Argument on Behalf of the Appellant

[56]     Counsel reminded the Court that this appeal is with respect to the 1997 taxation year even though much evidence was given with respect to the 1994 taxation year. With regards to the 1994 taxation year, the only real evidence was with respect to the Notices of Assessment which are referred to under Tabs 3, 5, 6, 7 and 10 of Volume 1, Exhibit A-1.

[57]     It is only the Notice of Reassessment of October 23, 2003 which is subsisting and the Notice of Reassessment of October 1, 2004 is a nullity. The agreement which is found in Exhibit A-1, Volume 1 at Tab 1 is of the greatest significance. The entire agreement was designed to put into Oakamp Developments' and Ms. Catherine Reynal's hands the funds that would put them in the position that was equivalent to the position that they were in before the funds of Oakamp Developments were used for the joint venture or co-tenancy arrangements established by Mr. Miller with Mr. Poulton. The proceeds of those funds had the effect at the same time of reducing the amount of Termai receivables, one of which was the very loan that is an issue in this appeal, that is a loan by Termai to Hill Top in which Ridge Run was a 50% participant.

[58]     Counsel referred to pages 29 and 30 of the Settlement Agreement. In effect, Oakamp Developments was paid even though Ridge Run did not owe it anything but Ridge Run owed Termai and Termai owed Oakamp Developments. This loan was to be paid.

[59]     At the end of the day, when everything was done, if money was still owing, it would be paid or, if too much money had been paid, it would be recovered.

[60]     The initial issue is to determine the forgiven amount. The Minister has employed the provisions of subparagraph 80(3)(a)(ii) of the Act in making this assessment. This subparagraph was amended prior to the period in issue here, and prior to that, the subparagraph did not contain any provision defining what the forgiven amounts were although it did provide for the inclusion in income of forgiven amounts. As a result or consequence of the application of the Settlement Agreement and the Mutual Release, for which provisions were made in the Settlement Agreement and executed on June 20, 1994, that amount is nil.

[61]     The effect of this agreement and the Mutual Release was that the parties gave up a number of rights by virtue of the agreement and the Release and there was no forgiveness.

[62]     These various rights were not illusory rights put there for cosmetic purposes. According to the evidence given by Mr. Schwartz, Mr. Poulton had done nothing that would make him the subject matter of litigation. Mr. Poulton had a cause of action against Termai and Mr. Miller because Mr. Miller was supposed to provide the financing. That meant financing that could be used, not financing that would result in actions that would call all the money back at an inappropriate time as would appear to be the results of these actions. The contract made provision for management fees to be forgiven that were otherwise payable. It was uncertain what these amounts might have been at any time but to set out the revenue test dollar for dollar would have been a mathematical impossibility.

[63]     There was no accounting kept because there were no dates fixed for the disposition of assets. If you interpret subsection 80(3) of the Act as it existed in 1994, the first challenge is to determine the forgiven amount in the definition in that subsection. Given the nature of the transaction in 1994 and the provision of the Settlement Agreement, according to the evidence of Mr. Schwartz, that forgiven amount, because of set off, was zero.

▶ [Work to complete]:
1 - Copy word for word the part of the appellant's argument between "[60]     The" and "amount is nil.", inclusive.
2 - Answer these questions from the appellant's argument:
(a) What is the date of the Notice of Reassessment that counsel calls a nullity?
(b) On what date was the Mutual Release executed?
(c) What share did Ridge Run hold in the loan by Termai to Hill Top?
You won't need the data for anything.

▶ [Data shown]:

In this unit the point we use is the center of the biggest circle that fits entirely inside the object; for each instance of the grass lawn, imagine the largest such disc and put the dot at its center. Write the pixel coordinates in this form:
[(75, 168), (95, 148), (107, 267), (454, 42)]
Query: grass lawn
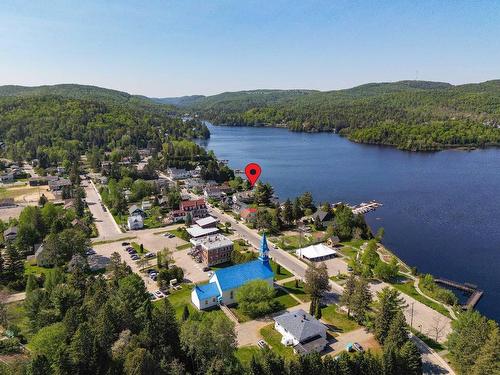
[(137, 248), (409, 289), (285, 299), (299, 292), (349, 252), (16, 315), (183, 247), (433, 344), (273, 338), (245, 353), (180, 233), (284, 273), (339, 320), (30, 269)]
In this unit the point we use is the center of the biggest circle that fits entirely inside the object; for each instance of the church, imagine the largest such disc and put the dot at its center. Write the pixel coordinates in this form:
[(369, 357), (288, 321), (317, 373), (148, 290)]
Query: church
[(222, 286)]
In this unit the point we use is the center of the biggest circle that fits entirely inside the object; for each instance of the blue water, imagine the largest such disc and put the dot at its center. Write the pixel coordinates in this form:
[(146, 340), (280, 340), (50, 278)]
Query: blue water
[(440, 210)]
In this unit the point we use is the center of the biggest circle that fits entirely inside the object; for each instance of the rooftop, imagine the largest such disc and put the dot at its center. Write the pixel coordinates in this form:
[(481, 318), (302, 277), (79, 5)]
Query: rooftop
[(300, 325), (214, 241), (206, 291), (238, 275)]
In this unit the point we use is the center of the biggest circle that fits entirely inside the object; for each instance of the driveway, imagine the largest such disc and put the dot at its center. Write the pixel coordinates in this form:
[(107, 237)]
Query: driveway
[(104, 221)]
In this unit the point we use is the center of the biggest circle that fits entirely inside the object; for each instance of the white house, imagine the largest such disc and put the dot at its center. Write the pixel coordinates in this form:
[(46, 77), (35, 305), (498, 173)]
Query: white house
[(222, 286), (135, 222), (302, 331)]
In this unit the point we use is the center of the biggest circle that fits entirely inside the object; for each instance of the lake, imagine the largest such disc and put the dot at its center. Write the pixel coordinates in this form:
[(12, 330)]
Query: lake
[(440, 210)]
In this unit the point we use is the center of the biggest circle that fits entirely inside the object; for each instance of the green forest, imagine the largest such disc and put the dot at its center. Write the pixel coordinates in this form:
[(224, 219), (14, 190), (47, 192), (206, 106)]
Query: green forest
[(410, 115)]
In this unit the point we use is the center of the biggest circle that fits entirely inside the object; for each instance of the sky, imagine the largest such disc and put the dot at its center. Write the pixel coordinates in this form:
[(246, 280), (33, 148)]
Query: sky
[(173, 48)]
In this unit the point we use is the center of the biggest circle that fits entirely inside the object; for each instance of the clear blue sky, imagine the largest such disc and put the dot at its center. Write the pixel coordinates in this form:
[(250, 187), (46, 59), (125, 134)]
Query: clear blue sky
[(170, 48)]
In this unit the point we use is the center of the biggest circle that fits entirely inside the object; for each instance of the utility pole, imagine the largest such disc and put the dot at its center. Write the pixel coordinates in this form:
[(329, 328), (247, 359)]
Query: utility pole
[(411, 319)]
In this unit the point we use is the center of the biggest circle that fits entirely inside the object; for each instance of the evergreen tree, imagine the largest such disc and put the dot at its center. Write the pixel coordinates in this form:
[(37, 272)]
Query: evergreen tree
[(361, 299), (297, 209), (348, 293), (398, 332), (411, 359), (39, 365), (287, 213), (488, 360), (389, 303), (185, 313)]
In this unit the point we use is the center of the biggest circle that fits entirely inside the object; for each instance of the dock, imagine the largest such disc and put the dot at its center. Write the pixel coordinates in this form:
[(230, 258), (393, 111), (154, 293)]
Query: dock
[(364, 208), (475, 293)]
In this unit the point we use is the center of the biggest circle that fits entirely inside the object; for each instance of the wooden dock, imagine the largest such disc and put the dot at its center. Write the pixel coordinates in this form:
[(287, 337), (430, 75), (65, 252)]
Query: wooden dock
[(475, 293), (364, 208)]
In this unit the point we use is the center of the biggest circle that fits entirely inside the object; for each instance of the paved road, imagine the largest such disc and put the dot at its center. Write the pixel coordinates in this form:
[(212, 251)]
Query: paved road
[(425, 319), (106, 225)]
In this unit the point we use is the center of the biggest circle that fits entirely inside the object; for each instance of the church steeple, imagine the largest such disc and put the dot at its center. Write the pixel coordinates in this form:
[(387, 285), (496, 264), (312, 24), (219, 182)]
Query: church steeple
[(264, 250)]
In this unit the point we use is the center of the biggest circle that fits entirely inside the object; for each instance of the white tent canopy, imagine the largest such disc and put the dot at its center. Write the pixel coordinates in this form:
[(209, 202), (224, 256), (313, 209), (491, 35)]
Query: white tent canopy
[(316, 252)]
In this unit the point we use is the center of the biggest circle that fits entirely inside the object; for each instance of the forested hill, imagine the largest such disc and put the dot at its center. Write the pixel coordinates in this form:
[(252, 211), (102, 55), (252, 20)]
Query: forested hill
[(57, 127), (411, 115), (75, 91)]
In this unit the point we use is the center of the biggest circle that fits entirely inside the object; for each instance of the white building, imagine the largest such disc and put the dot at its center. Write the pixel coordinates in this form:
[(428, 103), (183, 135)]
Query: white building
[(316, 253), (135, 222), (302, 331)]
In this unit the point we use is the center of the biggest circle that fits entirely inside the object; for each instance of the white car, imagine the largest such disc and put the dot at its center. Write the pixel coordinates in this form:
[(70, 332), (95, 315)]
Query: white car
[(159, 294)]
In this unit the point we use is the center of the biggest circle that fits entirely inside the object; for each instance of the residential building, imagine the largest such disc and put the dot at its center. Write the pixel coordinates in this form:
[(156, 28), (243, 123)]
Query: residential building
[(248, 214), (10, 234), (58, 184), (302, 331), (197, 208), (136, 211), (222, 286), (195, 231), (207, 222), (178, 174), (135, 222), (146, 205), (316, 253), (214, 249)]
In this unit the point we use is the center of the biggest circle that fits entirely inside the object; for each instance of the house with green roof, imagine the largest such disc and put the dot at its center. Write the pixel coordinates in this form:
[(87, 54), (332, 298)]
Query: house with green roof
[(222, 286)]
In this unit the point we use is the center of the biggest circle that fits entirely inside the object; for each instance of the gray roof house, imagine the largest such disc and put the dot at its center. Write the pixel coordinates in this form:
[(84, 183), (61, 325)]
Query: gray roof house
[(10, 234), (134, 210), (302, 331)]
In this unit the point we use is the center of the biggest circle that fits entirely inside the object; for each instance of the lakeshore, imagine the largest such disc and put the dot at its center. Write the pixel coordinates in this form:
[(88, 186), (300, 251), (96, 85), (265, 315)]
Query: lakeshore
[(431, 220)]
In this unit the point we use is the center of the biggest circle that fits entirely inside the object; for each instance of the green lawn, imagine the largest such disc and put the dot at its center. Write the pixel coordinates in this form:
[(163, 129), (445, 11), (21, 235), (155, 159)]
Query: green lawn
[(299, 292), (245, 353), (184, 247), (349, 252), (285, 299), (409, 289), (338, 320), (180, 233), (273, 338), (284, 273), (16, 315)]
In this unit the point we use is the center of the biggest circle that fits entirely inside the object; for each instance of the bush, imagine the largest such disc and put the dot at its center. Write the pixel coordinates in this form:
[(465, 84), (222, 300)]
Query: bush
[(10, 346)]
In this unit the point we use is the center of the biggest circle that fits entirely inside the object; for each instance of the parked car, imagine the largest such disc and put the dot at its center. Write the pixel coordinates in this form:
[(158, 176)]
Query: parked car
[(159, 294), (356, 346), (262, 344)]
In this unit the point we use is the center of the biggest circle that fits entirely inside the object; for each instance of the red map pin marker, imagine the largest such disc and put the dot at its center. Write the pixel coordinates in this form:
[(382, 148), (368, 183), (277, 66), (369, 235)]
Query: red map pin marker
[(252, 171)]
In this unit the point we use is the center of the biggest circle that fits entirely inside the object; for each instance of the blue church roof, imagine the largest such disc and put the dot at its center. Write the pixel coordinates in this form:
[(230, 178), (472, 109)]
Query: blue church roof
[(206, 291), (236, 276)]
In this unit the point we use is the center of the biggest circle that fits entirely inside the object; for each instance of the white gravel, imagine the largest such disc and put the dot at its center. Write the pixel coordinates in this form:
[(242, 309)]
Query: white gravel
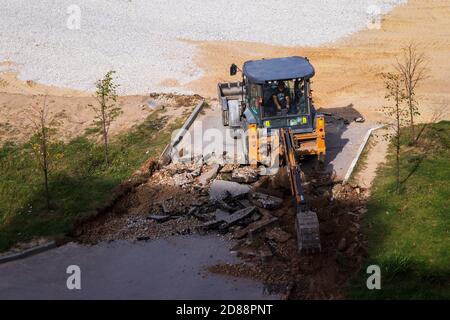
[(140, 38)]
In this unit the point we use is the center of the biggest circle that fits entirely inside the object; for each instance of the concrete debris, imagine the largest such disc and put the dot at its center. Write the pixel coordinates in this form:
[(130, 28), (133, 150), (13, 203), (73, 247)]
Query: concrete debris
[(342, 244), (206, 177), (255, 227), (210, 225), (278, 235), (244, 175), (265, 201), (160, 218), (221, 189), (236, 217), (228, 168), (183, 179)]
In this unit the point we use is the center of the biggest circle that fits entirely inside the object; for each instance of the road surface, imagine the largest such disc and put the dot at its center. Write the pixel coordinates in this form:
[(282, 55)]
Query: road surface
[(209, 139), (173, 268)]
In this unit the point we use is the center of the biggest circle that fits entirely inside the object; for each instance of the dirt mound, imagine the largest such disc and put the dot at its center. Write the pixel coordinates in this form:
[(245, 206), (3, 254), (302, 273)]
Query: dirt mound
[(259, 218)]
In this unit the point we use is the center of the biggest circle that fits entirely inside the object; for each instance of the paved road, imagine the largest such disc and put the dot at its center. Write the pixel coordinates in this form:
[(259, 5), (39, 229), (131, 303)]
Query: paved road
[(164, 269), (342, 141)]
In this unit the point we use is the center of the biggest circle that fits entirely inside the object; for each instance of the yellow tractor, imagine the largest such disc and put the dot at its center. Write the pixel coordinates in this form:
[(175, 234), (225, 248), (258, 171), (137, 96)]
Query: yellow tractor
[(274, 96)]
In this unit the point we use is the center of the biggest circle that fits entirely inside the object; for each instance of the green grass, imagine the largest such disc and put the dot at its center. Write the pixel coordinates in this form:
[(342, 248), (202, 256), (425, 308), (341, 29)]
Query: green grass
[(79, 183), (409, 232)]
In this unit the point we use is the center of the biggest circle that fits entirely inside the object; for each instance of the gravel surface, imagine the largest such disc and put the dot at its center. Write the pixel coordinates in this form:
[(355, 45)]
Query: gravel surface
[(141, 39)]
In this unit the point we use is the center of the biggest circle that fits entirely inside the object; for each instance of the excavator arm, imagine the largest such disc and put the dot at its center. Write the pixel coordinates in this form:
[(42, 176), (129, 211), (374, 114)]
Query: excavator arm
[(306, 221)]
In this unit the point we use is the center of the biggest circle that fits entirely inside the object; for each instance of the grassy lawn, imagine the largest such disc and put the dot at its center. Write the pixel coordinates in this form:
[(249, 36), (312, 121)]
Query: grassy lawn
[(409, 232), (79, 182)]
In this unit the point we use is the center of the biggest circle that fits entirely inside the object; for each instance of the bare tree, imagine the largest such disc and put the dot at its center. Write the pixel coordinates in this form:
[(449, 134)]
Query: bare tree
[(395, 94), (106, 110), (44, 128), (412, 68)]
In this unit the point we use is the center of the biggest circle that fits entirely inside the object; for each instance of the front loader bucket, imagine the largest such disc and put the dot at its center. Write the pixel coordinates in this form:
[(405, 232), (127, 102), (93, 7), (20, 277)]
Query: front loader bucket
[(308, 233)]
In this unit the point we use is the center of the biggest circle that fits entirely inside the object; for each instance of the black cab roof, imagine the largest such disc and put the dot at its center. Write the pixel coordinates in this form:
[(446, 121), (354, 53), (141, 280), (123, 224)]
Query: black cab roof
[(262, 71)]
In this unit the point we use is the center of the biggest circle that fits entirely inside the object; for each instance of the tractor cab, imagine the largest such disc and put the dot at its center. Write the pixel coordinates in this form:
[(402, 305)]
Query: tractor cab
[(275, 94), (278, 93)]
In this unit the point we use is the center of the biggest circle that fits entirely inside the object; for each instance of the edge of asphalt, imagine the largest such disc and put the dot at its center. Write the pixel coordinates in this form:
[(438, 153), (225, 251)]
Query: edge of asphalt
[(360, 151), (28, 253)]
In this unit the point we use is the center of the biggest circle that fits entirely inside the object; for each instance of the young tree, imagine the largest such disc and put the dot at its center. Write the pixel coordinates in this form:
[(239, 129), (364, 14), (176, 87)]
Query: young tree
[(106, 110), (44, 138), (395, 94), (412, 68)]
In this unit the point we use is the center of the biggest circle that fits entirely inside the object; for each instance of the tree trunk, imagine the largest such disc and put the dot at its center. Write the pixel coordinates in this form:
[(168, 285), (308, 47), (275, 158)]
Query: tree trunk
[(398, 145), (47, 191), (411, 114), (105, 132)]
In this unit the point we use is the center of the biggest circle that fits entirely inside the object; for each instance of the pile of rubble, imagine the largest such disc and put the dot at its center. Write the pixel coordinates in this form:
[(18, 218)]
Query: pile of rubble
[(256, 211), (185, 198)]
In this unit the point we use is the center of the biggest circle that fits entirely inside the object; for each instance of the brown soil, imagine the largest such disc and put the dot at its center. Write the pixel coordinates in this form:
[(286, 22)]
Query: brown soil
[(16, 99), (321, 275), (348, 71), (284, 270)]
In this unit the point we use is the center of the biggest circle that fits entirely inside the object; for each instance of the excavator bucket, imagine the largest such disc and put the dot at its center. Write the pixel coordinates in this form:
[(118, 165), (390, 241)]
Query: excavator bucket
[(306, 221), (308, 233)]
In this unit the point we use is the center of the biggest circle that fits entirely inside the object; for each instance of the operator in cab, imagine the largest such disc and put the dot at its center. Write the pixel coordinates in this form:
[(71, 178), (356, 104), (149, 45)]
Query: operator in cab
[(281, 97)]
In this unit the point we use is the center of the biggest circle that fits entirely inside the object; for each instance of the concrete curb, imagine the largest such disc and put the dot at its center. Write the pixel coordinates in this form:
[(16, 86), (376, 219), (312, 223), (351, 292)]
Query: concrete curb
[(358, 155), (28, 253), (165, 155)]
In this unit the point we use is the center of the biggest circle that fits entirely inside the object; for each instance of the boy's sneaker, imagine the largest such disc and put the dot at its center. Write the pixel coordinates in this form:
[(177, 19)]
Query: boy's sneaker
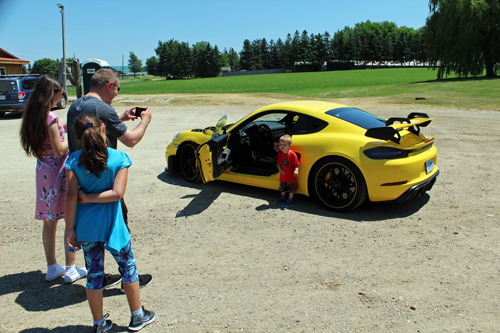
[(255, 155), (105, 326), (111, 280), (138, 322), (74, 275), (144, 280), (54, 272)]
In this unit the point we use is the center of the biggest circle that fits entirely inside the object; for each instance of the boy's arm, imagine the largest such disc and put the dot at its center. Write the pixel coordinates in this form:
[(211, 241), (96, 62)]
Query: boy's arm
[(71, 202), (115, 194)]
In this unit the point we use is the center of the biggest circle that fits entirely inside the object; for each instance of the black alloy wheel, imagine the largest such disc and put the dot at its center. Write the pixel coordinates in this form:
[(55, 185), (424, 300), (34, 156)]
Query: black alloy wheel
[(189, 163), (339, 184)]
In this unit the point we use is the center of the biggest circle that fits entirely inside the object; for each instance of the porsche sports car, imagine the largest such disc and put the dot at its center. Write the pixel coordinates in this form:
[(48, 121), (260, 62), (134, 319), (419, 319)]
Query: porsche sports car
[(347, 155)]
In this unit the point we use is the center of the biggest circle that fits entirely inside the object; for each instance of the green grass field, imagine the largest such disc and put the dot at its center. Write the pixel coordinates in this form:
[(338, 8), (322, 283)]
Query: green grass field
[(394, 85)]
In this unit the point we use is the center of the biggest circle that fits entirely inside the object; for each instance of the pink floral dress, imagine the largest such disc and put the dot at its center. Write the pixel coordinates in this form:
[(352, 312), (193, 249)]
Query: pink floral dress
[(51, 181)]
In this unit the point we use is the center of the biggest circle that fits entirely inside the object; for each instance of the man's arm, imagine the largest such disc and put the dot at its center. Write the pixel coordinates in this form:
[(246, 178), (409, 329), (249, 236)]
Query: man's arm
[(132, 137)]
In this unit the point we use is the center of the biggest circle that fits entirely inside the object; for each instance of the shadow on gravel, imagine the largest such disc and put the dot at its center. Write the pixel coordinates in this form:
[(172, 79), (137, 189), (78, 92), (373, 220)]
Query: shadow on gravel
[(209, 192), (36, 294), (72, 329)]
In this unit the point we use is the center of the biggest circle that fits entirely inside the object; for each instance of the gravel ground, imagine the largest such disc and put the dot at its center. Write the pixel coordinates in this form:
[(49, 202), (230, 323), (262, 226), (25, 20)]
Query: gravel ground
[(226, 259)]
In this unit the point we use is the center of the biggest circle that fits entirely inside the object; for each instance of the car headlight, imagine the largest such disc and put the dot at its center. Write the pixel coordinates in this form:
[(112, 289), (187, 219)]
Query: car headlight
[(385, 153)]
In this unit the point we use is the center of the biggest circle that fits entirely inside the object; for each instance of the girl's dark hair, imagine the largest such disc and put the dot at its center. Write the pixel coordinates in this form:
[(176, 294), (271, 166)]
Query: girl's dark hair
[(34, 125), (94, 149)]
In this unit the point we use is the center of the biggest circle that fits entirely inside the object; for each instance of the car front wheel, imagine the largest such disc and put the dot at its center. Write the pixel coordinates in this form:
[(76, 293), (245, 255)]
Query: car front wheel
[(188, 162), (338, 184)]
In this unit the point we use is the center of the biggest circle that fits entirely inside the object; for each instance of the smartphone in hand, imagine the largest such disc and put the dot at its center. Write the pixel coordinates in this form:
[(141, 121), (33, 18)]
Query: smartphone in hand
[(138, 111)]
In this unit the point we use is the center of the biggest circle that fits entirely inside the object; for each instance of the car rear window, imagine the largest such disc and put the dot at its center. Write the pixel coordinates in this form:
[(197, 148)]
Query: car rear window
[(357, 117), (7, 85), (29, 84)]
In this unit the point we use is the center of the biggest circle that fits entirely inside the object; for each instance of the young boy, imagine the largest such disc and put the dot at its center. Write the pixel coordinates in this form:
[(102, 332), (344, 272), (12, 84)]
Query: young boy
[(288, 165)]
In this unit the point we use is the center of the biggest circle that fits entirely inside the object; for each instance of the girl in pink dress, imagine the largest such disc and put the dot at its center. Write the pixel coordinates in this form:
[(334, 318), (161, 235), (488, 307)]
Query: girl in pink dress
[(43, 137)]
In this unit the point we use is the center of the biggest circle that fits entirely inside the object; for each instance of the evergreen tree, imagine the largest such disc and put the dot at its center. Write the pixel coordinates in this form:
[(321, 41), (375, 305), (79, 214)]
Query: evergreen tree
[(134, 63)]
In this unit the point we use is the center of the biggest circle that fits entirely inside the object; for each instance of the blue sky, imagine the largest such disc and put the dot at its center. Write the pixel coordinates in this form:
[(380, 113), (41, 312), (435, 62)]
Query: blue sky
[(109, 29)]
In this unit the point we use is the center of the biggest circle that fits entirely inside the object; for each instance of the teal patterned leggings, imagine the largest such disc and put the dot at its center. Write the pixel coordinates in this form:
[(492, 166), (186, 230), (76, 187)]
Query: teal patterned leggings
[(94, 261)]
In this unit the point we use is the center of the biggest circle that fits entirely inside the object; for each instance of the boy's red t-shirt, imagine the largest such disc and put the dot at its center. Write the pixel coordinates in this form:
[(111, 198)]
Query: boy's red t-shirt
[(288, 162)]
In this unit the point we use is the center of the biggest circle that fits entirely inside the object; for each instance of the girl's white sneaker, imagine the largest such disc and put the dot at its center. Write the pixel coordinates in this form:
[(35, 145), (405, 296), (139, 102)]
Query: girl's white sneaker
[(54, 271), (73, 273)]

▶ [Answers in order]:
1 -
[60]     The initial issue is to determine the forgiven amount. The Minister has employed the provisions of subparagraph 80(3)(a)(ii) of the Act in making this assessment. This subparagraph was amended prior to the period in issue here, and prior to that, the subparagraph did not contain any provision defining what the forgiven amounts were although it did provide for the inclusion in income of forgiven amounts. As a result or consequence of the application of the Settlement Agreement and the Mutual Release, for which provisions were made in the Settlement Agreement and executed on June 20, 1994, that amount is nil.

2 -
(a) October 1, 2004
(b) June 20, 1994
(c) 50%